## BEGIN Selected text

The only viable path out of our economic problems is growth:

* We are running large budget deficits. These deficits lead to even more interest payments in the future, compounding the deficit problem. Someday this will all come home to roost, we would be well advised to get our own house in order now.
* We run large deficits in part because of excessive government expenditures. Our governments (federal, state, local) spend an unimaginable amount of money, much of it on entitlements and interest payments that have proven to be pretty much politically untouchable. We can try to cut discretionary expenses, but there just isn’t enough we can cut to make a dent. And we are already underfunding education among other things.
* The other reason for our large deficits is that we just don’t bring in enough tax revenue. We could raise tax revenues via dramatic tax increases but the levels necessary to wipe out the deficits would be staggering and this is also politically impossible.
* We could print money freely to address our shortfalls, we are pretty much already doing that, and massive inflation is not appealing. This is not a sustainable approach.
* So we are left with increasing tax receipts not via tax increases but via economic growth — more sales, more exports, more employers, more jobs. Economic growth is the best way (and only politically viable way) to address the budget shortfalls and to generate the job growth we need.

Improving our growth rate is not a one-time issue. A single dose of government intervention dollars doesn’t lead to sustained growth over 30-40 years. Creating a bunch of public sector government-financed jobs doesn’t result in real economic growth. We need policies that will result in enduring growth in the private sector. Instead, our politicians largely focus on short term moves — job growth next year, short term tax policies, relatively short term accelerants — bailouts, rate cuts, cash infusions, goosing the housing market, etc. This all seems mostly like noise, a lot of the benefits are temporary or get sucked up by cronies and insiders. How much did the bank bailouts help the man on the street? I’ve yet to meet an individual who has said to me “thank goodness for those bank bailouts, they really made a difference in my life.” Maybe if I lived in New York.

I don’t understand all the levers for growth. I am not an economist or public policy expert, I am just a guy who has lived for a while, has been employed in various roles in the tech industry, and has tried to be observant and thoughtful. I have spent my career in the tech industry, which has grown dramatically, and provided a lot of great jobs. My sense is we need to focus on education, and the commons.

Education is kind of the obvious point. We need better K-6 education so that everyone has a solid basis in reading and basic arithmetic. Great public high schools and colleges so that everyone can build out the skills they need to start their careers. Mid-life re-education of adults as industries change. STEM education of course, but also design and arts education. Our country made a dramatic investment in education early on with public schools, this bore great fruit. We’ve made further dramatic investments over the centuries — land-grant colleges, ongoing federal support of research. We need new dramatic programs, something that creates the world-class education system for the next century. I don’t know what the “Apollo” program for education should be, but we need one. If we expect to have sustainable job growth greater than the developed country average, and particularly growth in high-paying “good” jobs, then we probably need to have the best-equipped populace in the world.

## END Selected text
## BEGIN Data provided

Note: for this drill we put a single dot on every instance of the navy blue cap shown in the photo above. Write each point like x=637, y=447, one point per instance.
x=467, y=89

## END Data provided

• [Prompt]
Rewrite part of the passage on economic growth, starting at the words "The only viable" and stopping after "among other things.". Swap "interest payments" for "debt service costs" throughout that section.

• [Answer below]
The only viable path out of our economic problems is growth:

* We are running large budget deficits. These deficits lead to even more debt service costs in the future, compounding the deficit problem. Someday this will all come home to roost, we would be well advised to get our own house in order now.
* We run large deficits in part because of excessive government expenditures. Our governments (federal, state, local) spend an unimaginable amount of money, much of it on entitlements and debt service costs that have proven to be pretty much politically untouchable. We can try to cut discretionary expenses, but there just isn’t enough we can cut to make a dent. And we are already underfunding education among other things.